» **EXERCISE**: Can you return the records below exactly as they stand, but only from the first line through the one with "Q: What bounding box encloses the claw"?

**** RECORDS

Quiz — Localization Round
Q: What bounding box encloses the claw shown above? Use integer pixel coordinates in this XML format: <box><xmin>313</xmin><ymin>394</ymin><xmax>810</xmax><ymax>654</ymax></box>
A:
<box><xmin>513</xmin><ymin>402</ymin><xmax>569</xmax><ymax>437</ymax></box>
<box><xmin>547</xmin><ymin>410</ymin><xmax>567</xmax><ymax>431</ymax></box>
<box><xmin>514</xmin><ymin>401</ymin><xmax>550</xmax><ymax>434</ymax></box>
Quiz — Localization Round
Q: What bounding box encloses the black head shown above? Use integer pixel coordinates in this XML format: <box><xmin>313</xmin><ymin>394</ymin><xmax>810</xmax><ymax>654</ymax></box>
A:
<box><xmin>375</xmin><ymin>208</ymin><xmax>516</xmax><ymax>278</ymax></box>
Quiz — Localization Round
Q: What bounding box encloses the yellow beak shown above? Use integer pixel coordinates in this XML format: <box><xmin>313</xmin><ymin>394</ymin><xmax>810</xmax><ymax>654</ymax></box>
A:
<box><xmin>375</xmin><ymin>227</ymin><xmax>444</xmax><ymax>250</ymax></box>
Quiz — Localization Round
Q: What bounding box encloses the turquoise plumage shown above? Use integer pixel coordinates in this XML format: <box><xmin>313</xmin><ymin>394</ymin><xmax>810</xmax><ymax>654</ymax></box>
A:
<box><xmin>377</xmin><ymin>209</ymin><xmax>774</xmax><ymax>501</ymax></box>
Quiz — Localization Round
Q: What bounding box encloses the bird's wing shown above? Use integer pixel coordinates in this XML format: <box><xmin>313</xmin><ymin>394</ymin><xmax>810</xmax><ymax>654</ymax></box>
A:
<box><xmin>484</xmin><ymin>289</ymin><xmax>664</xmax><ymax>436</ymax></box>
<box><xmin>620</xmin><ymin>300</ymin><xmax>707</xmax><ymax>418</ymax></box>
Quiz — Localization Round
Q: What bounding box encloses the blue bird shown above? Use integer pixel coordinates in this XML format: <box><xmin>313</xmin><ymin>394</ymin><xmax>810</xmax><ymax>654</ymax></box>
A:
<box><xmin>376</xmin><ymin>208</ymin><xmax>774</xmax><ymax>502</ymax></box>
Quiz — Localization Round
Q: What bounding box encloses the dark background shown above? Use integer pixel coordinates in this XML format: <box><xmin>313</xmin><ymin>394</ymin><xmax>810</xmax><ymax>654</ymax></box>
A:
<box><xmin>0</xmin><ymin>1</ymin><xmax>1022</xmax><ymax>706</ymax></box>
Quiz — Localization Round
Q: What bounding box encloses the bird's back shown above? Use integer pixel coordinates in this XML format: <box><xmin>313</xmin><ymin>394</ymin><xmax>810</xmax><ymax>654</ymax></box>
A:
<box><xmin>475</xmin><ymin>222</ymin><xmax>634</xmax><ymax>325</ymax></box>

********

» **TASK OUTPUT**:
Quiz — Localization Round
Q: What bounding box encloses the claw shown above? Use integer pixel coordinates in this XML format: <box><xmin>313</xmin><ymin>394</ymin><xmax>810</xmax><ymax>654</ymax></box>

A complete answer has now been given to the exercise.